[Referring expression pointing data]
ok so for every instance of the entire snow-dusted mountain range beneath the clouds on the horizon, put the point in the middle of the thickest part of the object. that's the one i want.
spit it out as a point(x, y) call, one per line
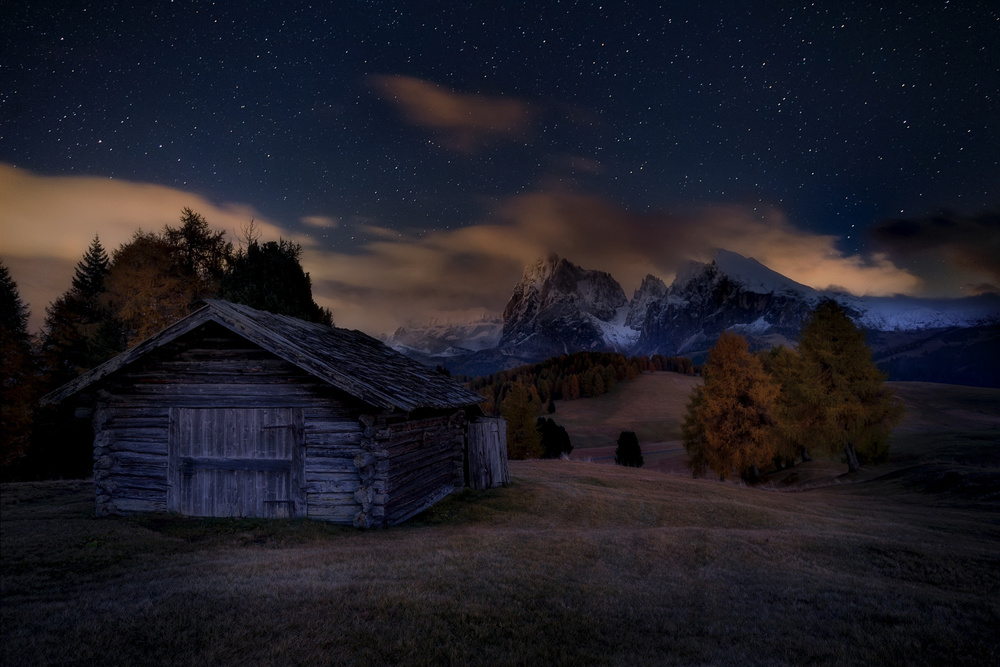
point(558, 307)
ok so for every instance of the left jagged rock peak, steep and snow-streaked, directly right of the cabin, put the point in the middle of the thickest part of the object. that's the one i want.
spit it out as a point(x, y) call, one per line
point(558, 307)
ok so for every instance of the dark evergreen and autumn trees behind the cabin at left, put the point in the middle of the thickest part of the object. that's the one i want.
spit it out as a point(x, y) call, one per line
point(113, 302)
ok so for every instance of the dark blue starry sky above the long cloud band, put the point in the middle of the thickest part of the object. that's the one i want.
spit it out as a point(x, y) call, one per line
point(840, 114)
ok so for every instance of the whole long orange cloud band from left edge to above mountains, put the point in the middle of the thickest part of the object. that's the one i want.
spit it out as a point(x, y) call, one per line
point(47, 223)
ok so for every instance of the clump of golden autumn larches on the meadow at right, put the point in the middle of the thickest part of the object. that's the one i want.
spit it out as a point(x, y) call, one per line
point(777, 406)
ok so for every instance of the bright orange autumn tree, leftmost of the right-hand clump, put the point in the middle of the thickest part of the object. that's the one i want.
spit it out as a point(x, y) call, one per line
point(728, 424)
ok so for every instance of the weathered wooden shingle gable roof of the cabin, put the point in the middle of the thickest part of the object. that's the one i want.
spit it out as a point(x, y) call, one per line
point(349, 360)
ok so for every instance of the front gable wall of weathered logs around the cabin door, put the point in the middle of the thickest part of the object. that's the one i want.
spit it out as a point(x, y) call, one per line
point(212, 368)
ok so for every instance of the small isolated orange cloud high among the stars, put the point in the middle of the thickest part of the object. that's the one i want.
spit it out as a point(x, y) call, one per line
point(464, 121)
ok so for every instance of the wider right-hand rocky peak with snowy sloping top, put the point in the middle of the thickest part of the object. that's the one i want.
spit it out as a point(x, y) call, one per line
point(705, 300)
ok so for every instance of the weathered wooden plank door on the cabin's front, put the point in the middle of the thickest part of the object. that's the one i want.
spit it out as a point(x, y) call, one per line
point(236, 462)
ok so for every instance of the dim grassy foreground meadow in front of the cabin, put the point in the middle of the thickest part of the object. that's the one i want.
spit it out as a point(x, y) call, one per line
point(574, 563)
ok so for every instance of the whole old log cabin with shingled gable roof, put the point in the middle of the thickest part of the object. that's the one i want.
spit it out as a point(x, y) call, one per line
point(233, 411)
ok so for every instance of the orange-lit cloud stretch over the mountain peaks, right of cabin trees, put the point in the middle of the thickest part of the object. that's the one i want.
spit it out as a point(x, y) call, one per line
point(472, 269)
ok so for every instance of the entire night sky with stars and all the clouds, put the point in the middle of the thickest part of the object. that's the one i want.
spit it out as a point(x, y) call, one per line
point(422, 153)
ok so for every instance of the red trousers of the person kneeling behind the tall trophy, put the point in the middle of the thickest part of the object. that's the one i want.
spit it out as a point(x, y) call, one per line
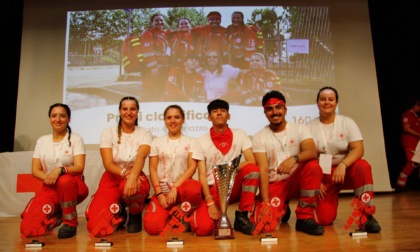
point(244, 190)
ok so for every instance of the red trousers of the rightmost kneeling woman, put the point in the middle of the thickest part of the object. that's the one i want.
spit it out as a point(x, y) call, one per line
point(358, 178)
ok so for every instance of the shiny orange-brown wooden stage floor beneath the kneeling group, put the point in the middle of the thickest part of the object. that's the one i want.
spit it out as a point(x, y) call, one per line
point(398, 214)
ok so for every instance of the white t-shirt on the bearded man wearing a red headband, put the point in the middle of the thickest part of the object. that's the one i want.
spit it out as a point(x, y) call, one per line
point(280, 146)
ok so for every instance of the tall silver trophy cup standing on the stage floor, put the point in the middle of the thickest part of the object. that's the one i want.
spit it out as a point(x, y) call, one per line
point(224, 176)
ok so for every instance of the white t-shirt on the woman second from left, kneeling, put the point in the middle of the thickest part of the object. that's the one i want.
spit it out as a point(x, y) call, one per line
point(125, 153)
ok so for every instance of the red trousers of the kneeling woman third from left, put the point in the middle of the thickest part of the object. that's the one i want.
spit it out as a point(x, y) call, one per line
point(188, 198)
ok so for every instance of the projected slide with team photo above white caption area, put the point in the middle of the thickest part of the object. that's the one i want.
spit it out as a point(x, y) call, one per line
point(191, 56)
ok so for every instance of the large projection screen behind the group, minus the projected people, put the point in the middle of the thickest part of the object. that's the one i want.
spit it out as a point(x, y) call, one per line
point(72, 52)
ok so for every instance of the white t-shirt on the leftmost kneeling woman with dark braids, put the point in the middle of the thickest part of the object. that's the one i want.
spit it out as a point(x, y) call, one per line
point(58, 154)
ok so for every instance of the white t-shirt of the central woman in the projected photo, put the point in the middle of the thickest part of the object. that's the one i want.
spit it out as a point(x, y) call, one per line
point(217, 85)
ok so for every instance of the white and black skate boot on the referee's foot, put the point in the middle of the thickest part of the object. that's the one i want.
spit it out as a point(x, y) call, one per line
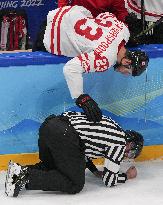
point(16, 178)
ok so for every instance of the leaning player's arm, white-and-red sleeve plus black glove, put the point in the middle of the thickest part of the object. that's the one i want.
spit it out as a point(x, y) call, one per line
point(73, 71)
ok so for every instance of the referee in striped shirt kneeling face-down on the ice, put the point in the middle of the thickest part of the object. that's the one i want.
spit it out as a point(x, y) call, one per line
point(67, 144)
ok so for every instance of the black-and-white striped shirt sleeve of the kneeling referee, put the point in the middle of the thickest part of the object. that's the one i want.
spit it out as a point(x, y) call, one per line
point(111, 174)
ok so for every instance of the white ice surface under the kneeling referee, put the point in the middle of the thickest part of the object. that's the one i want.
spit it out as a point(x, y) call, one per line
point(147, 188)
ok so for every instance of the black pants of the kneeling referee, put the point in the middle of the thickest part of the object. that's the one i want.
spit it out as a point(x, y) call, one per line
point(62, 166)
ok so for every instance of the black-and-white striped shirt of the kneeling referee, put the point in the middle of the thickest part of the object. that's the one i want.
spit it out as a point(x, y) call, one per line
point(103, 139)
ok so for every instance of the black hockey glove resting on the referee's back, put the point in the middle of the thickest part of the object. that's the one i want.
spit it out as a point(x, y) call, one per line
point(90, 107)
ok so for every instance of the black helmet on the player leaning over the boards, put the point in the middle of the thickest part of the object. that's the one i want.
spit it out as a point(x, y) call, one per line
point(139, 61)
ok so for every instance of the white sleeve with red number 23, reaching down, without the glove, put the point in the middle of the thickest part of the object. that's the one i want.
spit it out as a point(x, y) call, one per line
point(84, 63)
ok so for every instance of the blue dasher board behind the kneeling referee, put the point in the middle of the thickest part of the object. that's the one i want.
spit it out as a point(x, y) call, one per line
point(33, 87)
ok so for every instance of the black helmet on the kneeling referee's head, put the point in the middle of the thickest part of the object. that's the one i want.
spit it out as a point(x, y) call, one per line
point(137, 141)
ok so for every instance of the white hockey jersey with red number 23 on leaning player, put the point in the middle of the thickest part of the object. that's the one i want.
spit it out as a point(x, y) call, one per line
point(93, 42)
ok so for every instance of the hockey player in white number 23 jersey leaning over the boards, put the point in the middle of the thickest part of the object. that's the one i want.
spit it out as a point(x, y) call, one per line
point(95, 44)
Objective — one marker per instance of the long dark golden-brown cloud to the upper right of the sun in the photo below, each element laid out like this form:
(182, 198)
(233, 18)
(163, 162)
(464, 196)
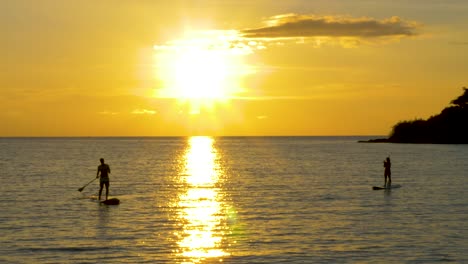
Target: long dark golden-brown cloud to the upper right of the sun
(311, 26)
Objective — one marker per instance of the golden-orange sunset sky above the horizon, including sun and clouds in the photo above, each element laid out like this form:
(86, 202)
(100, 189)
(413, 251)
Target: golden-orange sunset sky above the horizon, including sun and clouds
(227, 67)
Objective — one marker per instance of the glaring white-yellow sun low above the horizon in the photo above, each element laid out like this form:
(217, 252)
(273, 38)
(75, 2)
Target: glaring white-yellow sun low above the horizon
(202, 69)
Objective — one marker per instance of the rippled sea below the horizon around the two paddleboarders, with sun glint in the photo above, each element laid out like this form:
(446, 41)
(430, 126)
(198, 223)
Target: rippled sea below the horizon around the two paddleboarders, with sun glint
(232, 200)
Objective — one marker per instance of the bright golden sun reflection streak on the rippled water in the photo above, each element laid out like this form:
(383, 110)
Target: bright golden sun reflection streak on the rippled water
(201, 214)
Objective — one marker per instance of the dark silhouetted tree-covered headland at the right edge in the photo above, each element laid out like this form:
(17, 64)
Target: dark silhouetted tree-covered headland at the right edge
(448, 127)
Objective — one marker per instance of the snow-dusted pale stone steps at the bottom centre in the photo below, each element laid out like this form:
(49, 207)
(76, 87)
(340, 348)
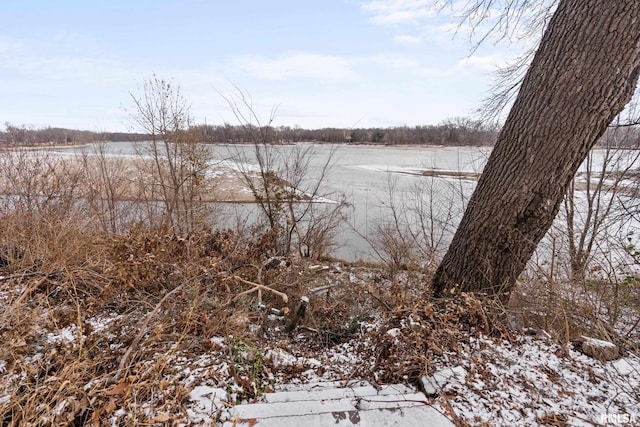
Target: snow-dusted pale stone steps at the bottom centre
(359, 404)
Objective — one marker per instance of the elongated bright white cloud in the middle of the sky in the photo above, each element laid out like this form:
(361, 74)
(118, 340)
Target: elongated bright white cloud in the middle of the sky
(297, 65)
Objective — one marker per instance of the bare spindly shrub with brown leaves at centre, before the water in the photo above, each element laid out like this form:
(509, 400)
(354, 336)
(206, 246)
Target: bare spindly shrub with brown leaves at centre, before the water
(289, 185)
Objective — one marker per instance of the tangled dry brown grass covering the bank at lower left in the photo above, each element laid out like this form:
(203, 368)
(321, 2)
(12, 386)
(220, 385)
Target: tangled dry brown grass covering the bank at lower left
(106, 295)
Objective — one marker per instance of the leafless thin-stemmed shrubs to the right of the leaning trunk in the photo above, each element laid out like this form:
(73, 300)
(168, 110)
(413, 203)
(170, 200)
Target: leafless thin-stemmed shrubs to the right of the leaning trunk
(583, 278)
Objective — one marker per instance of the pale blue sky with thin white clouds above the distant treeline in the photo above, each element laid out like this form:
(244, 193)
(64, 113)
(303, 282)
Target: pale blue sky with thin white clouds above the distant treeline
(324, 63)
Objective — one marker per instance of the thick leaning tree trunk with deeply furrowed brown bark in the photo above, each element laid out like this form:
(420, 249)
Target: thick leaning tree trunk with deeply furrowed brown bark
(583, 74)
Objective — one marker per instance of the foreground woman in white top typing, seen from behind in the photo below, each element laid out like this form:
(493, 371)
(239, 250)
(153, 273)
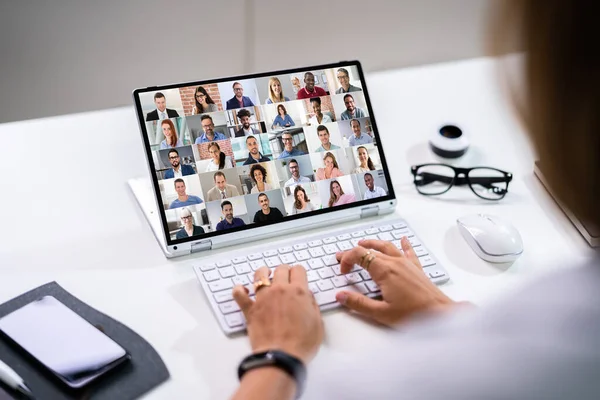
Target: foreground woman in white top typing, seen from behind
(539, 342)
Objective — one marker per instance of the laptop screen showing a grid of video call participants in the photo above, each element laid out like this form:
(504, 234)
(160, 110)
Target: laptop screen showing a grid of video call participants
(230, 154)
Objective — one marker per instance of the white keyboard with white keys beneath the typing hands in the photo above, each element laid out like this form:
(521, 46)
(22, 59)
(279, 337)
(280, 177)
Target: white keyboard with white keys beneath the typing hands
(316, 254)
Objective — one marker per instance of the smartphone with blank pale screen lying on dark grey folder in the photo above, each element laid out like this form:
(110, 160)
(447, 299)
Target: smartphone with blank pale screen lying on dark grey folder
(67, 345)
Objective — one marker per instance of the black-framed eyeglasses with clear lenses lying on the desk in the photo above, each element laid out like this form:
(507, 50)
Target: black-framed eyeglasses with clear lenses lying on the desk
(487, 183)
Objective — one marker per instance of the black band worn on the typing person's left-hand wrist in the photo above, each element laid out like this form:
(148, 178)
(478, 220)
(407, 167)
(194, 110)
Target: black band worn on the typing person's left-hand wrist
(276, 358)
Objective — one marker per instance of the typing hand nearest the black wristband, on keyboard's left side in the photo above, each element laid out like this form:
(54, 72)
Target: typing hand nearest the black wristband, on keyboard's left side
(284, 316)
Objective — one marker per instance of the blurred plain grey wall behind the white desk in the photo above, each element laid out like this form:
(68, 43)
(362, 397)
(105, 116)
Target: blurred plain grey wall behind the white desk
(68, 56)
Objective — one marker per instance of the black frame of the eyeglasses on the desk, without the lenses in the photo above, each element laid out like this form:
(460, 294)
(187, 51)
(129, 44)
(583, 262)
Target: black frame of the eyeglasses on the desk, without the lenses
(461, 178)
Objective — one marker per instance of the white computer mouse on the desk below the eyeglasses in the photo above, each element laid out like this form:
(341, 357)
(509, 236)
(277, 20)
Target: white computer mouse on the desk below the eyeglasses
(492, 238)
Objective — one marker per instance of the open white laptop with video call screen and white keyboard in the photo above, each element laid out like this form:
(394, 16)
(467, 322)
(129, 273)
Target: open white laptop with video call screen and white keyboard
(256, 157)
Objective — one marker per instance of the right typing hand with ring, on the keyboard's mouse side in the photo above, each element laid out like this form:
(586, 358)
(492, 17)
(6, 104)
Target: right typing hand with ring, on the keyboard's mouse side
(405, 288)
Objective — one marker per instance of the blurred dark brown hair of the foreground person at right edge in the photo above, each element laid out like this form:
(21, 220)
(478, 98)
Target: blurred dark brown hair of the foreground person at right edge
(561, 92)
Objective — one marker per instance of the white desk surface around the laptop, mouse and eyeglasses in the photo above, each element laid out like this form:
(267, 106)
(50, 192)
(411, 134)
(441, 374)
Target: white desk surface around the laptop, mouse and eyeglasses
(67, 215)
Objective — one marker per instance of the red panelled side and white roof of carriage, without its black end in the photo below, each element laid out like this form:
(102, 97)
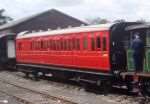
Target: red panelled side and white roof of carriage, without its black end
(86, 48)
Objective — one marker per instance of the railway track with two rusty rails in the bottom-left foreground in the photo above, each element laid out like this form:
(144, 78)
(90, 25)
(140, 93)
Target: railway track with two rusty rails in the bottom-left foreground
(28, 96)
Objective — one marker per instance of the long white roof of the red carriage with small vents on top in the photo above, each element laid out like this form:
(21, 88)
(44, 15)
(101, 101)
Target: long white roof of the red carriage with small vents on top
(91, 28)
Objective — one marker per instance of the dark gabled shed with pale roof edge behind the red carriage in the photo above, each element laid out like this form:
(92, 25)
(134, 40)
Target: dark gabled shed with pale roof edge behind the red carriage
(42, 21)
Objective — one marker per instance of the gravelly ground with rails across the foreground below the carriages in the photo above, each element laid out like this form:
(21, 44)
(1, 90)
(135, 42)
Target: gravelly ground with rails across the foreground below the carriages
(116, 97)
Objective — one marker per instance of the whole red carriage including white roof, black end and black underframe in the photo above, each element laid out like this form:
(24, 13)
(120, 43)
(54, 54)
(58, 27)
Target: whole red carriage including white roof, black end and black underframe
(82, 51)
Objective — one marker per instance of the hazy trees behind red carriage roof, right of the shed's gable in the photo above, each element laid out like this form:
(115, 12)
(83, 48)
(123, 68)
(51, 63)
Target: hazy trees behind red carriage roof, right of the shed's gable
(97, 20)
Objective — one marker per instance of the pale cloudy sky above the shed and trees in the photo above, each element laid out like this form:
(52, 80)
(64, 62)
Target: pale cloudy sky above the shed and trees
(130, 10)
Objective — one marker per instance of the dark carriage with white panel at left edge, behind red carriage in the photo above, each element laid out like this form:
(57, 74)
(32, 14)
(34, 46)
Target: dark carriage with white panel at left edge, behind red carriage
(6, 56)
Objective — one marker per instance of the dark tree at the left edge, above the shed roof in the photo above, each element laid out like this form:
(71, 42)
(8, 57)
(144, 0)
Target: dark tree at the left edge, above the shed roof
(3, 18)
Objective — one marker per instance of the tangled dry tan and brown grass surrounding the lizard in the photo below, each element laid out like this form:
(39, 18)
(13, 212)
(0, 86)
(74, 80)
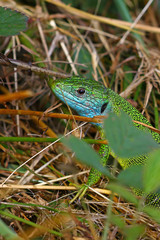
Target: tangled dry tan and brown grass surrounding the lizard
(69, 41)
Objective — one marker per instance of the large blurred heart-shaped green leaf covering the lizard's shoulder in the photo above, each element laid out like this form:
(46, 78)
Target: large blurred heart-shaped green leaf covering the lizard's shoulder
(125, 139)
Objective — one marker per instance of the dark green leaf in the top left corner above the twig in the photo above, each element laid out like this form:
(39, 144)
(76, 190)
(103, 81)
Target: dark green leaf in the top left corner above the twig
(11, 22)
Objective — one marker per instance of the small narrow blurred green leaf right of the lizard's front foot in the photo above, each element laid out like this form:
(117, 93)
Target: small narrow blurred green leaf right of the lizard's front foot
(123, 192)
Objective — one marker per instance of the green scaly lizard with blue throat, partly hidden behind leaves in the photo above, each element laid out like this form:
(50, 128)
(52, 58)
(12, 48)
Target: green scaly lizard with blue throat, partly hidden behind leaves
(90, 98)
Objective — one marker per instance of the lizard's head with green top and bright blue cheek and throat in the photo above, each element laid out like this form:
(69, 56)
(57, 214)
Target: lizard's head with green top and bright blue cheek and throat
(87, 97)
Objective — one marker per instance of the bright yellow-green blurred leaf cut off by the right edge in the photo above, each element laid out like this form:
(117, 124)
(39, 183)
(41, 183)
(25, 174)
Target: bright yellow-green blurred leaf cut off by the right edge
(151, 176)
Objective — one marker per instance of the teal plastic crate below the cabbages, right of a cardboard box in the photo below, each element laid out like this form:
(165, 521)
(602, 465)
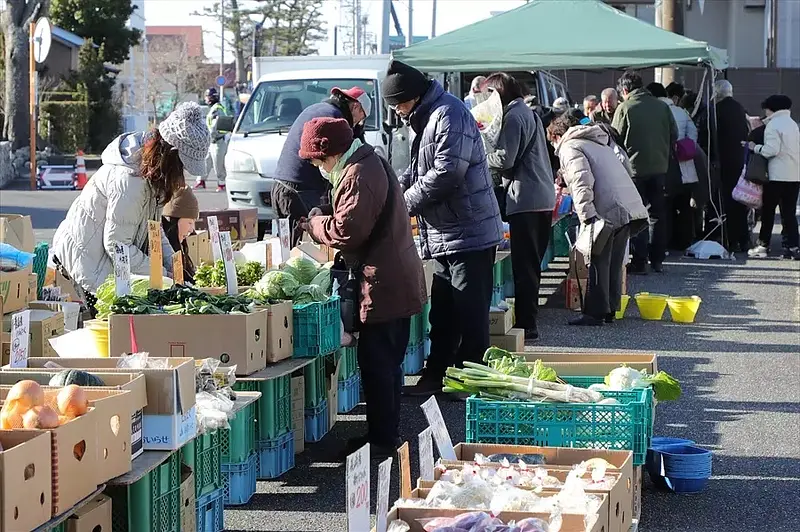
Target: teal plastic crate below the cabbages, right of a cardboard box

◆ What you are asked to do
The required output is the exact run of lines from the start of the records through the line containing "ok so for every instance of the dark evergreen", both ends included, with no pictures.

◆ Answer section
ok so for every instance of the entire snow-dusted mountain range beneath the clouds on the horizon, put the point in the middle of the thickest part of the object. that's the one i want.
spit it out as a point(x, y) call, one per line
point(558, 307)
ok so for every instance of the left jagged rock peak, steep and snow-streaked, directly right of the cabin, put the point in the middle of the thickest part of the object. that's the one i want.
spit it out as a point(x, y) call, one per line
point(558, 307)
ok so for every instance of the dark evergreen and autumn trees behind the cabin at left, put the point in the middle of the thickest part of the object. that's the one i want.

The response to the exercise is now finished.